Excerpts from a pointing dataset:
------------------------------------------------------------

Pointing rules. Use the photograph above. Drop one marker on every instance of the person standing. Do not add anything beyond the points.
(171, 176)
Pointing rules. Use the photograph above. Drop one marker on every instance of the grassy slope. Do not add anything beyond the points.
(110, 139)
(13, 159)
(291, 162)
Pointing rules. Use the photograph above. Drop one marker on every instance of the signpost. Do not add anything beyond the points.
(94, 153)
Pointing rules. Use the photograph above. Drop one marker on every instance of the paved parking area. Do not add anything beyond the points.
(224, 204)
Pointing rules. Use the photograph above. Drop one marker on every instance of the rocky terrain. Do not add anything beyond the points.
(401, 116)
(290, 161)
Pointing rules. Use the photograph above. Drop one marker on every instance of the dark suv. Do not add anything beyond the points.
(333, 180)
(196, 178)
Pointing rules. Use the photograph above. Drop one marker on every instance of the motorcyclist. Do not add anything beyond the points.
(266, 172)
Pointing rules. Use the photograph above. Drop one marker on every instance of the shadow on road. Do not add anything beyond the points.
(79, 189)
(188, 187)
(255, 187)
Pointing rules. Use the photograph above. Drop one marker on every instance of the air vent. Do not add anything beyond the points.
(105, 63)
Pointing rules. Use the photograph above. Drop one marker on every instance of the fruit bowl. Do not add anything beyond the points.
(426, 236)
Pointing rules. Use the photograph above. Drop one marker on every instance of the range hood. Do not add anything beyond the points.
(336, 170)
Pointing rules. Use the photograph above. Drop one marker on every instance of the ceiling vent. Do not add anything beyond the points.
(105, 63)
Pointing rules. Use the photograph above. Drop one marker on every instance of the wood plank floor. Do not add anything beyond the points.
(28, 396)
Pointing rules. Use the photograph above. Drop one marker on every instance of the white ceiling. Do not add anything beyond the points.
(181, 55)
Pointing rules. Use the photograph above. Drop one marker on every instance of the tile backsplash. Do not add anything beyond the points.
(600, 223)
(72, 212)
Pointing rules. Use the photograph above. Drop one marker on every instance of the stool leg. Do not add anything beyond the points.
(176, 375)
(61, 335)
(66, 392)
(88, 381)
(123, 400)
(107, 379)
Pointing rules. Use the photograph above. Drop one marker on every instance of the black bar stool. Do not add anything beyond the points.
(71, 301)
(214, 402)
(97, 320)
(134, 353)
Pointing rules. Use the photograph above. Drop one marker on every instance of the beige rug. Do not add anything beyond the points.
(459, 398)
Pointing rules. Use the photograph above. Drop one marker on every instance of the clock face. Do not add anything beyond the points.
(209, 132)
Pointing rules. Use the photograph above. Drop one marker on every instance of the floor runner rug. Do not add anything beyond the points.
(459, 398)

------------------------------------------------------------

Arrange every line of the data above as a Markdown table with two columns, "Row" for the line number and "Entry" for the line itself, and omit any blank lines.

| Row | Entry |
|---|---|
| 1 | Pointing rules. Use the photograph above. Drop one marker on every instance of the person standing. Do not add anything beyond the points. |
| 2 | (171, 176) |
| 3 | Pointing rules. Use the photograph above. Drop one marker on every instance of the grassy slope. Do not add anything beyond the points. |
| 4 | (110, 139) |
| 5 | (13, 159) |
| 6 | (291, 162) |
| 7 | Pointing rules. Use the photograph above. Drop one marker on every instance of the signpost. Do not add anything beyond the points. |
| 8 | (94, 153) |
| 9 | Pointing rules. Use the photograph above. Drop one marker on every instance of the paved parking area. Do not add anything beyond the points. |
| 10 | (224, 204) |
| 11 | Pointing rules. Use the photograph above. Drop one marker on every instance of the rocky terrain. Do not add anything beyond the points. |
| 12 | (401, 116) |
| 13 | (290, 161) |
| 14 | Pointing rules. Use the photograph above. Drop one marker on every instance of the dark suv. Do not add anything beyond the points. |
| 15 | (333, 180) |
| 16 | (196, 178) |
| 17 | Pointing rules. Use the photograph above. Drop one marker on every instance of the motorcyclist. Do not add anything beyond the points. |
| 18 | (266, 172) |
| 19 | Pointing rules. Use the photograph above. Drop one marker on every instance of the shadow on road. Do not add anything beyond the points. |
| 20 | (79, 189) |
| 21 | (188, 187) |
| 22 | (255, 187) |
| 23 | Pointing rules. Use the photograph above. Drop one marker on every instance of the air vent. Do not add anything beyond the points. |
| 24 | (105, 63) |
| 25 | Pointing rules. Use the photograph above. Drop one marker on every instance of the fruit bowl. Do not add anything beyond the points. |
| 26 | (426, 236) |
| 27 | Pointing rules. Use the photograph above. Drop one marker on every instance of the range hood. Do not add anything beyond the points. |
| 28 | (336, 170) |
| 29 | Pointing rules. Use the photograph above. Drop one marker on every instance of the ceiling vent. Do not add anything beyond the points. |
| 30 | (105, 63) |
| 31 | Pointing rules. Use the photograph above. Drop one marker on every instance of the wood plank floor. Do not add anything beyond the points. |
| 32 | (28, 396) |
| 33 | Pointing rules. Use the photograph above. Drop one marker on every instance of the white ceiling. Do not add anything beyond the points. |
| 34 | (181, 55) |
| 35 | Pointing rules. Use the photograph above. Drop one marker on every instance of the tile backsplash. Do not add anything beyond the points. |
| 36 | (600, 223) |
| 37 | (72, 212) |
| 38 | Pointing rules. Use the photograph above. Drop one marker on every instance of the stool leg. Do not add anything beyond the points. |
| 39 | (176, 375) |
| 40 | (61, 335) |
| 41 | (66, 392) |
| 42 | (88, 381) |
| 43 | (123, 400) |
| 44 | (107, 379) |
| 45 | Pointing rules. Use the photograph above. Drop one marker on every instance of the black bar stool. Do not add anything beyond the points. |
| 46 | (71, 301) |
| 47 | (214, 402) |
| 48 | (97, 320) |
| 49 | (134, 353) |
| 50 | Pointing rules. Use the photograph above. Drop one marker on every instance of the beige rug. Do not add anything beyond the points. |
| 51 | (459, 398) |
| 52 | Pointing rules. Use the photograph above. Drop one marker on every instance of the clock face. Do not add anything beyond the points. |
| 53 | (209, 132) |
| 54 | Pointing rules. Use the photograph above. Drop one marker on every instance of the floor runner rug. Do not add anything beyond the points. |
| 55 | (459, 398) |